── Selection ──

This post was inspired by a discussion over on the CRM Outsiders blog that was in turn inspired by a discussion over on the SocialCRM Pioneers group led by Jeremiah Owyang and Ray Wang. The original question was posed by my pal Mike Fraietta of Jive Software. The issue in question was: What impact does the number of Twitter followers have on your ability to get help via Twitter? What impact *should* your number of followers have? Mitch Lieberman states, and I agree, that we are starting to develop some bad habits. We are essentially rewarding people for whining online, by coming to their rescue… As long as they have a significant number of followers. With fiascos like Kevin Smith and Southwest Airlines, brands are scared, which is definitely understandable, that a vocal "influencer" will forever tarnish them beyond the point of repair.
Does the rest of the customer record matter?
A vocal influencer may provide negative word-of-mouth, which may cost you potential customers. However, this particular person may not be a customer, or may not be a profitable customer (yes, sometimes, it IS ok to fire your customers). What’s more valuable: to keep this vocal person happy who may or may not be a profitable customer (or not a customer at all), or to keep happy someone who you know is an important and profitable customer? Ideally, you would do both; however, more often than not, it’s rhetoric. When you have to pick and choose: what do you do? John Bernier of Best Buy’s Twelpforce, aims to help every customer with no regard to who the customer is. He has built a well-oiled machine and he was able to do so due to his company’s orientation towards service and commitment of necessary resources to the cause. “It doesn’t matter who they are and where [what channel] they are coming from.. We provide value and service that’s valuable, going out of our way to service the customer,” John told me during our interview.
As part of SocialCRM, you should be able to have visibility into a customer record, marrying social data with internal data on that customer. Whether you decide to help everyone, or to help selectively, you (and other relevant personnel within your organization) need to have access to complete and current information to make the decision of whom you help. Moreover, being able to reference context (such as previous conversations and purchase data) when she sends you a tweet, is undoubtedly crucial to providing a seamless service experience.

───
── Extracted material ──

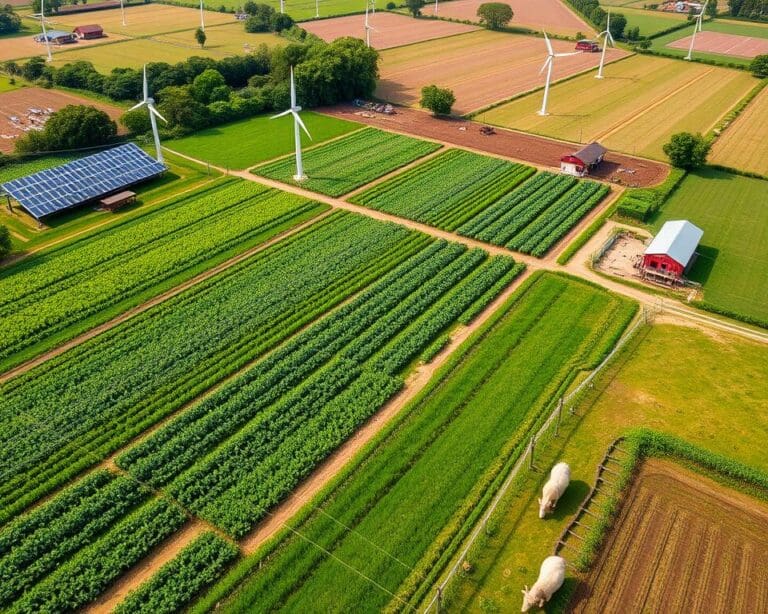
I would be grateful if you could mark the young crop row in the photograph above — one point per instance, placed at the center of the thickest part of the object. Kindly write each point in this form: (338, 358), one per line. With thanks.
(395, 515)
(351, 161)
(63, 554)
(178, 581)
(446, 190)
(241, 450)
(62, 287)
(67, 414)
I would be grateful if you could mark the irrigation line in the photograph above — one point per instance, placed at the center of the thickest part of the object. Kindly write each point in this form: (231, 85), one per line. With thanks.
(524, 457)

───

• _Given problem A_
Please rewrite the social CRM post, starting with "As part of SocialCRM, you" and going on through "seamless service experience.", with "visibility" replaced by "insight".
• _Given problem B_
Extend the social CRM post beyond its final sentence.
The records are separate material, apart from the social CRM post.

• _Output A_
As part of SocialCRM, you should be able to have insight into a customer record, marrying social data with internal data on that customer. Whether you decide to help everyone, or to help selectively, you (and other relevant personnel within your organization) need to have access to complete and current information to make the decision of whom you help. Moreover, being able to reference context (such as previous conversations and purchase data) when she sends you a tweet, is undoubtedly crucial to providing a seamless service experience.

• _Output B_
Is it even possible to respond to all queries? And even if you could, should you?
I think your ability to scale your reactive service depends on the type of business you are in, and the way you have structured your organization. Companies with consumer-facing products receive more Twitter messages than B2B companies (I have no empirical data supporting this, but it’s based on observation). There are simply more consumer customers than business customers. The type of good or service you provide is a consideration too. Products with higher repurchase rates create more opportunities for questions and service queries. Products with more intense purchase decision cycles also invite more assistance. Last and certainly not least, the more problems your product has, the more service your customers need. I call all of the above reactive service.
Proactive service, on the other hand, is structuring the collaboration channels within your company in such a way that they allow and strengthen collaboration channels between customer and company. For proactive service, your effort should not vary with how many inbound queries you get. You should be working your butt off to involve your customer in product creation, in a way that makes her feel valued, and not "used" for her feedback. You also need to figure out how critical roles within the organization allow for this collaboration, and how to get them to collaborate with each other. You should still engage in reactive service, but not at the expense of proactive service. Even though reactive service tasks feel more urgent and can thus crowd out proactive tasks, it is important to invest in forward-looking strategies. It’s the whole issue of short term fire-drill vs. a long term strategy.
In order to help you deal with the current fire-drills though, you should establish processes that allow you to do more and efficiently. There’s been some debate about automation and its place in social media. We are going through the process of figuring out how much of the Attensity product should be automated. My view is that the response itself should rarely, if ever, be automated. However, the system should figure out what the question is asking, find the right response (in internal FAQ or external user forum) and suggest this response to the company rep. This way, the rep can craft a personalized message, while cutting the research time (I actually blogged about this a couple of days ago).
How can you scale customer service?
As I reference above, the key is to establish the right internal process and a smart system that makes you efficient. This system should result in activating the right resources within the organization, and for a large organization should involve at least some degree of automation and routing (by message type, content, tone, etc). But even more importantly than tools and processes, you need to become a culture that welcomes customer support – both kinds: not only reactive, but also proactive. Socialize your existing support teams to receive inbound queries and to collaborate with the product team. Instead of providing only phone support, encourage your service reps to jump on Twitter as well. Twelpforce does it well, and so does Zappos, so it is possible (I recently wrote about my experiences with various companies here). Socialize your product team to and establish channels for customers to co-create with you, making her a stakeholder of the product’s future. And we all know that great service and a great user experience is the best marketing and PR. And if you need me to sell you more on the value of being proactive vs. reactive, service-oriented vs. "salesy" – check this out: customer retention is cheaper and more effective than acquisition.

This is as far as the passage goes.